* [Texte de lecture]:
########

Lettre ouverte aux fournisseurs et transformateurs de lait de prés IPS

A : Emmi AG, Elsa Group SA, Cremo SA, Nestlé Suisse SA, Züger Frischkäse AG, Fédération des coopératives Migros, Coopérative Coop, Denner AG

Copie : Office fédéral de l’agriculture

Zurich / Lausanne, mars 2024

Moins bonne indemnisation des producteurs laitiers pour le lait produit de manière durable avec une valeur ajoutée clairement définie pour le bien-être des animaux, l’environnement et la biodiversité que pour le lait produit de manière conventionnelle – qu’est-ce qui ne va pas sur le marché laitier ?

Mesdames et Messieurs

La association Marchés Équitables Suisse (MÉS) s’engage pour des marchés agricoles et alimentaires équitables et transparents. Suite à la première publication des prix à la production du lait des prés IP-SUISSE par l’Office fédéral de l’agriculture (www.agrarmarktdaten.ch), nous avons analysé les données publiées et sommes tombés sur des constats inquiétants concernant les prix du lait durable avec des plus-values environnementales et de bien-être animal.

Nous avons comparé les prix à la production du lait bio et du lait des prés IPS avec le prix moyen du lait A conventionnel (il n’y a pratiquement pas de produits B fabriqués avec du lait des prés) :

  • Lait des prés inférieur au prix du lait A : Depuis le relevé de mars 2022, les prix à la production du lait des prés IP-Suisse ne sont que rarement légèrement supérieurs, mais en moyenne inférieurs de 0,3 centime au prix du lait A conventionnel (cf. figures 1 en annexe). Il est également étonnant de constater l’écart important avec le lait bio, qui est en moyenne supérieur de 13.8 centimes/kg au prix du lait des prés.

########

* [Liste du matériel]:
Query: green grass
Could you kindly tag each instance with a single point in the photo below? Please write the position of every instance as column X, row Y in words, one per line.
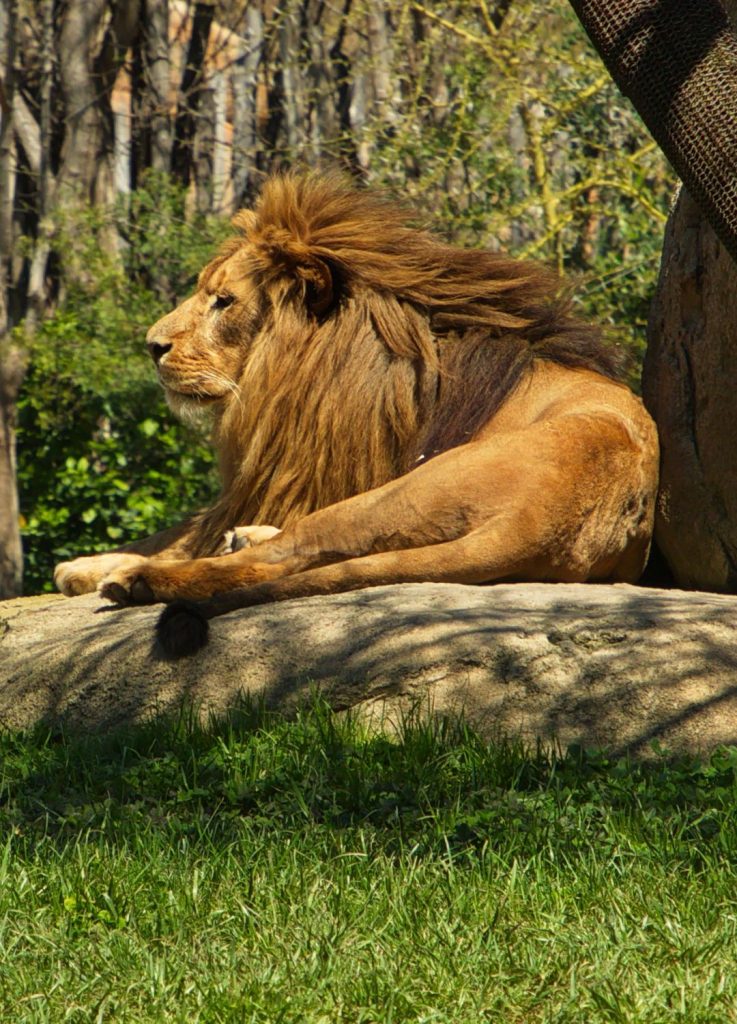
column 301, row 871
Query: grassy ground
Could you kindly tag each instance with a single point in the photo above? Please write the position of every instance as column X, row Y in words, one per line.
column 304, row 871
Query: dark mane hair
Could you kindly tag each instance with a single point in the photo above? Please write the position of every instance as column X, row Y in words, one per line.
column 384, row 344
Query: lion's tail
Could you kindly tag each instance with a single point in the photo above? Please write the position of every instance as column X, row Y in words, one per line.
column 182, row 628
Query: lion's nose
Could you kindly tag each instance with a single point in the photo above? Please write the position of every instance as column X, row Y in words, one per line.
column 158, row 349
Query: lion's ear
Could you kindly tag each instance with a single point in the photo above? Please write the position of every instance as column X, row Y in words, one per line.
column 319, row 286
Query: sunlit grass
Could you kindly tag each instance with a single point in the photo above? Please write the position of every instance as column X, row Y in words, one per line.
column 306, row 870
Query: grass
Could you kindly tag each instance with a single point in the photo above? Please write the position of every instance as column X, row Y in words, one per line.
column 266, row 870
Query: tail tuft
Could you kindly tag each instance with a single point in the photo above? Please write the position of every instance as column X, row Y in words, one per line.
column 182, row 629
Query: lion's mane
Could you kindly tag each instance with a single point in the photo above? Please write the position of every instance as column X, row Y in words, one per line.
column 377, row 345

########

* [Exercice écrit]:
Poursuivez la lettre ouverte sur le prix du lait des prés après sa dernière phrase.

* [Réponse attendue]:
  • Les plus-values ne sont pas rémunérées : ces rapports de prix permettent d’évaluer la rémunération des plus-values pour les producteurs de lait. Les chiffres montrent que les producteurs ne sont pas rémunérés en conséquence, mais « punis » par vous, en tant qu’acheteur, pour la production de plus-values environnementales et de bien-être animal dans le cas du lait des prés. Nous en concluons que vous, en tant qu’acheteur, ne souhaitez pas que des efforts supplémentaires soient faits dans le domaine de la durabilité et que vous voulez sciemment empêcher le changement vers des systèmes alimentaires durables et équitables.
  • Le durabilité au tarif zéro : il est particulièrement choquant que les rapports de prix soient justement inversés dans les magasins. Le lait conventionnel est proposé à des prix nettement inférieurs (ex. Coop Past 1.35/kg par rapport à IP-Suisse UHT 1.60/kg de Migros et Coop). Cela confirme notre hypothèse selon laquelle vous fixez sciemment des prix trop élevés pour les produits labellisés et bio ou – ce que l’on observe de plus en plus souvent – que vous voulez acheter le développement durable au tarif zéro. En d’autres termes, les produits conventionnels sont remplacés par un produit durable de meilleure qualité sans supplément de prix.
  • Répartition unilatérale de la valeur ajoutée : Non seulement la situation des prix, mais aussi la répartition de la valeur ajoutée le long de la chaîne de valeur ajoutée interpellent. Les producteurs de lait ne peuvent pas vous faire profiter de leurs surcoûts et de leurs prestations supplémentaires en tant qu’acheteurs leaders sur le marché et déterminants pour les prix, ce qui peut s’expliquer par la position de négociation de plus en plus faible des agriculteurs vis-à-vis de vous en tant qu’acheteurs. Les producteurs de lait ont reçu entre 69 et 82 centimes/kg pour le produit durable pendant la période considérée (cf. figure 2 en annexe). La plus grande part de la valeur ajoutée revient donc aux échelons en aval et au commerce de détail, qui ne génèrent guère de prestations supplémentaires en matière de durabilité (prix de vente actuel dans Migros/Coop IP-Suisse UHT 1.60/kg).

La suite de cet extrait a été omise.